**WHAT IS REQUIRED**: Format every line of the entries below as a numbered list, skipping blank lines and leaving out the pictures.

**DATA ROWS**:
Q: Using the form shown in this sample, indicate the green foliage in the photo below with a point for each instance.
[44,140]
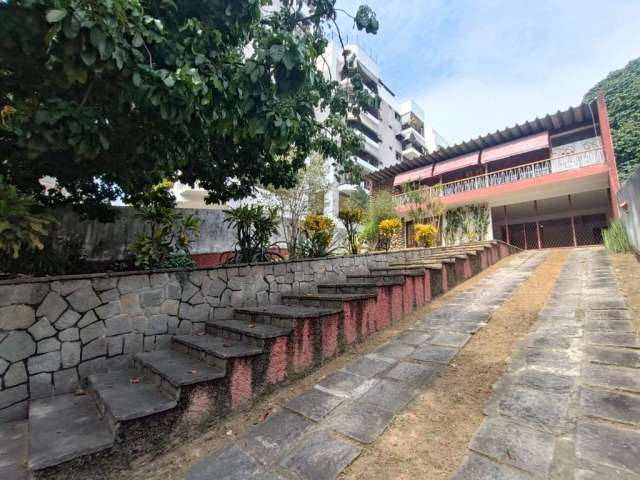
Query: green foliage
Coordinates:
[466,224]
[425,234]
[621,89]
[307,196]
[615,237]
[254,225]
[168,233]
[351,218]
[23,223]
[381,207]
[318,236]
[89,90]
[387,230]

**FINAL ANSWER**:
1. Q: Using the form shown in this sample, indicate the green foliage in the photo below with a point for each instance.
2. [44,140]
3. Query: green foliage
4. Coordinates:
5. [466,224]
6. [425,234]
7. [621,89]
8. [307,196]
9. [615,237]
10. [254,225]
11. [168,233]
12. [351,218]
13. [23,223]
14. [381,207]
15. [318,236]
16. [89,90]
17. [387,230]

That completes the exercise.